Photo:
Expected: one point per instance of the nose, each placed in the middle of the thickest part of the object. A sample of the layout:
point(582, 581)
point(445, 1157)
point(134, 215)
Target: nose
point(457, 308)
==
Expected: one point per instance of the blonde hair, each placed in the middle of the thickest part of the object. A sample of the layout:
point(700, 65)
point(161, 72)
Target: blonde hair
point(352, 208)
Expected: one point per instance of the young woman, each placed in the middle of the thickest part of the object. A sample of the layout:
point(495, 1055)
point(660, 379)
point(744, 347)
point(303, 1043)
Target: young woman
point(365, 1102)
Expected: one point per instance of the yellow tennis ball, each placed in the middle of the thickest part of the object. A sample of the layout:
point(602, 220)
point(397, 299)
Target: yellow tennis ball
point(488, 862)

◆ BRIEF
Copy out the lines of the records word for word, starting at the line that contains "Expected: one point per instance of the blonde" and ending with the line that contains "point(488, 862)", both included.

◆ TASK RESPONSE
Expected: one point per instance of the blonde hair, each placed in the middle of the thickest part of the object. A sample of the layout:
point(700, 65)
point(161, 72)
Target: blonde hair
point(352, 208)
Expected: one point per instance of the young woman, each placed in the middle of the thickest part of the object. A sample of the layout:
point(495, 1055)
point(660, 379)
point(744, 347)
point(303, 1043)
Target: young woman
point(365, 1102)
Expected: one point per instance of the yellow tennis ball, each placed in the middle of the thickest part of the object. A sample of the layout:
point(602, 220)
point(397, 299)
Target: yellow tennis ball
point(488, 862)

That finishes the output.